Short problem
Copy every line of the records below word for word, leaving the pictures out of your answer.

★ ★ ★ ★ ★

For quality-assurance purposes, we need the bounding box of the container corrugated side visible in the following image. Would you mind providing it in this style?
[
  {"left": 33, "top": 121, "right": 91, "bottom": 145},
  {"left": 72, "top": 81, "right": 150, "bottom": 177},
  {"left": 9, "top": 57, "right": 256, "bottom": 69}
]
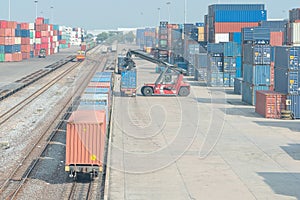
[
  {"left": 234, "top": 78, "right": 243, "bottom": 95},
  {"left": 274, "top": 67, "right": 300, "bottom": 95},
  {"left": 287, "top": 95, "right": 300, "bottom": 119},
  {"left": 214, "top": 22, "right": 258, "bottom": 33},
  {"left": 242, "top": 81, "right": 270, "bottom": 105},
  {"left": 215, "top": 10, "right": 267, "bottom": 22},
  {"left": 65, "top": 110, "right": 106, "bottom": 169},
  {"left": 243, "top": 63, "right": 271, "bottom": 85},
  {"left": 255, "top": 90, "right": 286, "bottom": 119}
]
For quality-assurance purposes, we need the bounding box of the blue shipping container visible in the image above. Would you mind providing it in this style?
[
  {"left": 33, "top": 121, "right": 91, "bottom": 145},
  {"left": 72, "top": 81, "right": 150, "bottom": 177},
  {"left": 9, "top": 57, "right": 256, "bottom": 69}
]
[
  {"left": 207, "top": 43, "right": 224, "bottom": 53},
  {"left": 207, "top": 71, "right": 224, "bottom": 87},
  {"left": 215, "top": 10, "right": 267, "bottom": 22},
  {"left": 121, "top": 70, "right": 137, "bottom": 89},
  {"left": 223, "top": 42, "right": 242, "bottom": 57},
  {"left": 84, "top": 88, "right": 110, "bottom": 94},
  {"left": 243, "top": 44, "right": 271, "bottom": 65},
  {"left": 287, "top": 95, "right": 300, "bottom": 119},
  {"left": 235, "top": 56, "right": 242, "bottom": 78},
  {"left": 274, "top": 47, "right": 300, "bottom": 70},
  {"left": 223, "top": 57, "right": 236, "bottom": 72},
  {"left": 234, "top": 78, "right": 243, "bottom": 95},
  {"left": 232, "top": 32, "right": 242, "bottom": 44},
  {"left": 243, "top": 63, "right": 271, "bottom": 85},
  {"left": 242, "top": 81, "right": 270, "bottom": 105},
  {"left": 0, "top": 45, "right": 5, "bottom": 54},
  {"left": 274, "top": 67, "right": 300, "bottom": 95},
  {"left": 223, "top": 72, "right": 235, "bottom": 87}
]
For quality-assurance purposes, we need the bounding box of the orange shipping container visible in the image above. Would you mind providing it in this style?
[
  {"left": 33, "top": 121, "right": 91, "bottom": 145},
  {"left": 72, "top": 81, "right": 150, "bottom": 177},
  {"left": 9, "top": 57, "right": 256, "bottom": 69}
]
[
  {"left": 255, "top": 90, "right": 286, "bottom": 119},
  {"left": 270, "top": 32, "right": 284, "bottom": 46},
  {"left": 65, "top": 110, "right": 106, "bottom": 173},
  {"left": 215, "top": 22, "right": 258, "bottom": 33}
]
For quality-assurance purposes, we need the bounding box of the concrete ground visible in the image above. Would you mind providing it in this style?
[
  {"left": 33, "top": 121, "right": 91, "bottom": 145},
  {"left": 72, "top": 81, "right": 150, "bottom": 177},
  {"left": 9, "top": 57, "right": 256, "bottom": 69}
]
[
  {"left": 0, "top": 46, "right": 79, "bottom": 87},
  {"left": 105, "top": 59, "right": 300, "bottom": 200}
]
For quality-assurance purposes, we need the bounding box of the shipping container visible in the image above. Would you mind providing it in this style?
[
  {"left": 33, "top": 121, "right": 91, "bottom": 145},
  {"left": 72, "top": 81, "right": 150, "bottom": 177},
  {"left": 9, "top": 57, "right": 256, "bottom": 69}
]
[
  {"left": 287, "top": 95, "right": 300, "bottom": 119},
  {"left": 243, "top": 63, "right": 271, "bottom": 85},
  {"left": 255, "top": 90, "right": 286, "bottom": 119},
  {"left": 120, "top": 70, "right": 137, "bottom": 96},
  {"left": 234, "top": 78, "right": 243, "bottom": 95},
  {"left": 243, "top": 44, "right": 271, "bottom": 65},
  {"left": 214, "top": 10, "right": 267, "bottom": 22},
  {"left": 242, "top": 81, "right": 270, "bottom": 105},
  {"left": 223, "top": 42, "right": 242, "bottom": 57},
  {"left": 65, "top": 110, "right": 107, "bottom": 174}
]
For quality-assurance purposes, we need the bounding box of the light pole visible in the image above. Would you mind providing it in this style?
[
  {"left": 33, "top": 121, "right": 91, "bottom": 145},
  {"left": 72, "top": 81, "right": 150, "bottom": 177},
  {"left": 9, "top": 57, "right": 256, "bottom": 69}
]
[
  {"left": 157, "top": 8, "right": 160, "bottom": 25},
  {"left": 167, "top": 1, "right": 171, "bottom": 23},
  {"left": 8, "top": 0, "right": 10, "bottom": 21},
  {"left": 50, "top": 6, "right": 54, "bottom": 24},
  {"left": 184, "top": 0, "right": 187, "bottom": 24},
  {"left": 34, "top": 0, "right": 38, "bottom": 19}
]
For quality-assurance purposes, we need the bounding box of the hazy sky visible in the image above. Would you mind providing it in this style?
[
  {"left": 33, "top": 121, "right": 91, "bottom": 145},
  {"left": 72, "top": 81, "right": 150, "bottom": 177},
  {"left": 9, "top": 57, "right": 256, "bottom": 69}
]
[{"left": 0, "top": 0, "right": 300, "bottom": 30}]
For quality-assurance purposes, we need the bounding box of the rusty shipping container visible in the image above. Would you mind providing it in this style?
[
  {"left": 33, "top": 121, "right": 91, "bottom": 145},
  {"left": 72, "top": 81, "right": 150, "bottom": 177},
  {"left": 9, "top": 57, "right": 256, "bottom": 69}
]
[
  {"left": 65, "top": 110, "right": 106, "bottom": 175},
  {"left": 255, "top": 90, "right": 286, "bottom": 119},
  {"left": 214, "top": 22, "right": 258, "bottom": 33}
]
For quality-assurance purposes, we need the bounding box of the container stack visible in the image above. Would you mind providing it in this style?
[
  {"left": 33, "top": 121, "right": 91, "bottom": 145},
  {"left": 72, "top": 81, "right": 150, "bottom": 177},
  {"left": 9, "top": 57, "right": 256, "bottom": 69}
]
[
  {"left": 158, "top": 21, "right": 169, "bottom": 62},
  {"left": 21, "top": 23, "right": 31, "bottom": 60},
  {"left": 275, "top": 46, "right": 300, "bottom": 119},
  {"left": 206, "top": 4, "right": 267, "bottom": 43}
]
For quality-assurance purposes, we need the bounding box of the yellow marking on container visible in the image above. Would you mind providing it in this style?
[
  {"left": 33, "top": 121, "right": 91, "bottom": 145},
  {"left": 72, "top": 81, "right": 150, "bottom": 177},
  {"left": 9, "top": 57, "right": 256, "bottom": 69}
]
[{"left": 91, "top": 154, "right": 97, "bottom": 161}]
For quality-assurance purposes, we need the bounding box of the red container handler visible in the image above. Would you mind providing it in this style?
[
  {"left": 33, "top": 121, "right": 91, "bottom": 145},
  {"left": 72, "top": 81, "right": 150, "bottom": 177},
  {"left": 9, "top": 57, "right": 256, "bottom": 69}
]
[
  {"left": 88, "top": 82, "right": 112, "bottom": 89},
  {"left": 255, "top": 90, "right": 286, "bottom": 119},
  {"left": 65, "top": 110, "right": 106, "bottom": 175}
]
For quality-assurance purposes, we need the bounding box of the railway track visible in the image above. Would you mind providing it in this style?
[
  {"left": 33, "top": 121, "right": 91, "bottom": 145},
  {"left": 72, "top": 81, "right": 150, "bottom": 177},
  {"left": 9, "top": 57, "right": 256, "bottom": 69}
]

★ ★ ★ ★ ★

Problem solution
For quality-assurance purposes, we need the bounding box of the container corrugated side visible in the following image. Would you mind providing it in this style?
[
  {"left": 33, "top": 121, "right": 91, "bottom": 145},
  {"left": 72, "top": 81, "right": 150, "bottom": 177},
  {"left": 9, "top": 57, "right": 256, "bottom": 69}
]
[
  {"left": 234, "top": 78, "right": 243, "bottom": 95},
  {"left": 274, "top": 67, "right": 300, "bottom": 95},
  {"left": 287, "top": 95, "right": 300, "bottom": 119},
  {"left": 214, "top": 22, "right": 258, "bottom": 33},
  {"left": 242, "top": 81, "right": 270, "bottom": 105},
  {"left": 215, "top": 10, "right": 267, "bottom": 22},
  {"left": 65, "top": 110, "right": 106, "bottom": 169},
  {"left": 243, "top": 63, "right": 271, "bottom": 85},
  {"left": 255, "top": 90, "right": 286, "bottom": 119}
]
For quality-assurance purposes, we need the bounding box of the blue shipping container visible in the image above. Would you mind providing it in this style?
[
  {"left": 33, "top": 121, "right": 91, "bottom": 145},
  {"left": 72, "top": 81, "right": 150, "bottom": 177},
  {"left": 9, "top": 57, "right": 256, "bottom": 69}
]
[
  {"left": 207, "top": 43, "right": 224, "bottom": 53},
  {"left": 207, "top": 71, "right": 224, "bottom": 87},
  {"left": 215, "top": 10, "right": 267, "bottom": 22},
  {"left": 121, "top": 70, "right": 137, "bottom": 89},
  {"left": 223, "top": 42, "right": 242, "bottom": 57},
  {"left": 84, "top": 88, "right": 110, "bottom": 94},
  {"left": 243, "top": 44, "right": 271, "bottom": 65},
  {"left": 287, "top": 95, "right": 300, "bottom": 119},
  {"left": 235, "top": 56, "right": 242, "bottom": 78},
  {"left": 274, "top": 47, "right": 300, "bottom": 70},
  {"left": 223, "top": 57, "right": 236, "bottom": 72},
  {"left": 234, "top": 78, "right": 243, "bottom": 95},
  {"left": 232, "top": 32, "right": 242, "bottom": 44},
  {"left": 243, "top": 63, "right": 271, "bottom": 85},
  {"left": 242, "top": 81, "right": 270, "bottom": 105},
  {"left": 0, "top": 45, "right": 5, "bottom": 54},
  {"left": 274, "top": 67, "right": 300, "bottom": 95},
  {"left": 223, "top": 72, "right": 235, "bottom": 87}
]
For quality-assurance purposes, we need the bounding box of the orange shipping container visible in the image above. Would you mind providing it in this style?
[
  {"left": 33, "top": 121, "right": 91, "bottom": 145},
  {"left": 72, "top": 81, "right": 150, "bottom": 177},
  {"left": 9, "top": 57, "right": 256, "bottom": 69}
]
[
  {"left": 255, "top": 90, "right": 286, "bottom": 119},
  {"left": 270, "top": 32, "right": 284, "bottom": 46},
  {"left": 65, "top": 110, "right": 106, "bottom": 173},
  {"left": 215, "top": 22, "right": 258, "bottom": 33}
]
For quality-assurance purposes, we need the bounding box of the concrete ground visible in the image above. Would you mind providing it in this style?
[
  {"left": 33, "top": 121, "right": 91, "bottom": 145},
  {"left": 72, "top": 81, "right": 150, "bottom": 177},
  {"left": 9, "top": 57, "right": 256, "bottom": 69}
]
[
  {"left": 0, "top": 46, "right": 79, "bottom": 87},
  {"left": 105, "top": 59, "right": 300, "bottom": 200}
]
For quality-assurance purposes, we need the bounding box of the shipping container visible in the image above. Would you mind providing it in this style?
[
  {"left": 33, "top": 121, "right": 91, "bottom": 145},
  {"left": 72, "top": 81, "right": 150, "bottom": 177},
  {"left": 9, "top": 57, "right": 256, "bottom": 69}
]
[
  {"left": 287, "top": 95, "right": 300, "bottom": 119},
  {"left": 243, "top": 63, "right": 271, "bottom": 85},
  {"left": 255, "top": 90, "right": 286, "bottom": 119},
  {"left": 120, "top": 70, "right": 137, "bottom": 96},
  {"left": 234, "top": 78, "right": 243, "bottom": 95},
  {"left": 243, "top": 44, "right": 271, "bottom": 65},
  {"left": 214, "top": 10, "right": 267, "bottom": 22},
  {"left": 242, "top": 81, "right": 270, "bottom": 105},
  {"left": 223, "top": 42, "right": 242, "bottom": 57},
  {"left": 65, "top": 110, "right": 107, "bottom": 174}
]
For quality-assurance purposes, we need the bounding box of the light pole visible in the image above. Would you mind providing it in this style?
[
  {"left": 33, "top": 121, "right": 91, "bottom": 145},
  {"left": 72, "top": 81, "right": 150, "bottom": 177},
  {"left": 9, "top": 57, "right": 256, "bottom": 69}
]
[
  {"left": 157, "top": 8, "right": 160, "bottom": 25},
  {"left": 167, "top": 1, "right": 171, "bottom": 23},
  {"left": 8, "top": 0, "right": 10, "bottom": 21},
  {"left": 50, "top": 6, "right": 54, "bottom": 24},
  {"left": 184, "top": 0, "right": 187, "bottom": 24},
  {"left": 34, "top": 0, "right": 38, "bottom": 19}
]
For quality-assurance purposes, we need the bounding box of the hazy sky visible in the image above. Would you mind providing it in this style?
[
  {"left": 33, "top": 121, "right": 91, "bottom": 145},
  {"left": 72, "top": 81, "right": 150, "bottom": 177},
  {"left": 9, "top": 57, "right": 256, "bottom": 69}
]
[{"left": 0, "top": 0, "right": 300, "bottom": 30}]
For quality-assurance purposes, we need the bounding box of the rusty shipping container visible in the image above. Would you mind providing it in this style?
[
  {"left": 33, "top": 121, "right": 91, "bottom": 145},
  {"left": 72, "top": 81, "right": 150, "bottom": 177},
  {"left": 9, "top": 57, "right": 256, "bottom": 69}
]
[
  {"left": 65, "top": 110, "right": 106, "bottom": 175},
  {"left": 255, "top": 90, "right": 286, "bottom": 119},
  {"left": 214, "top": 22, "right": 258, "bottom": 33}
]
For quality-assurance purposes, we need the bounding box of the container stack visible in the image above. Would you mind providing it in this style?
[
  {"left": 33, "top": 121, "right": 91, "bottom": 145},
  {"left": 72, "top": 81, "right": 150, "bottom": 177},
  {"left": 9, "top": 57, "right": 256, "bottom": 69}
]
[
  {"left": 158, "top": 21, "right": 169, "bottom": 62},
  {"left": 21, "top": 23, "right": 31, "bottom": 60},
  {"left": 275, "top": 46, "right": 300, "bottom": 119},
  {"left": 206, "top": 4, "right": 267, "bottom": 43}
]
For quality-assurance purposes, we need the bounding box of the yellow marking on container visible in the image above. Would you mind providing it in this style?
[
  {"left": 33, "top": 121, "right": 91, "bottom": 145},
  {"left": 72, "top": 81, "right": 150, "bottom": 177},
  {"left": 9, "top": 57, "right": 256, "bottom": 69}
]
[{"left": 91, "top": 154, "right": 97, "bottom": 161}]
For quality-assurance purposes, we need the bounding box of the red container handler visible in the image above. Would you mind providing it in this style?
[
  {"left": 33, "top": 121, "right": 91, "bottom": 145},
  {"left": 72, "top": 81, "right": 150, "bottom": 177},
  {"left": 9, "top": 57, "right": 256, "bottom": 69}
]
[
  {"left": 88, "top": 82, "right": 112, "bottom": 89},
  {"left": 255, "top": 90, "right": 286, "bottom": 119},
  {"left": 65, "top": 110, "right": 106, "bottom": 175}
]
For quality-assurance purposes, we need the bounding box of the railway track visible in the image above. Would you mind providing it in this style?
[
  {"left": 33, "top": 121, "right": 91, "bottom": 145},
  {"left": 72, "top": 81, "right": 150, "bottom": 177},
  {"left": 9, "top": 57, "right": 256, "bottom": 69}
]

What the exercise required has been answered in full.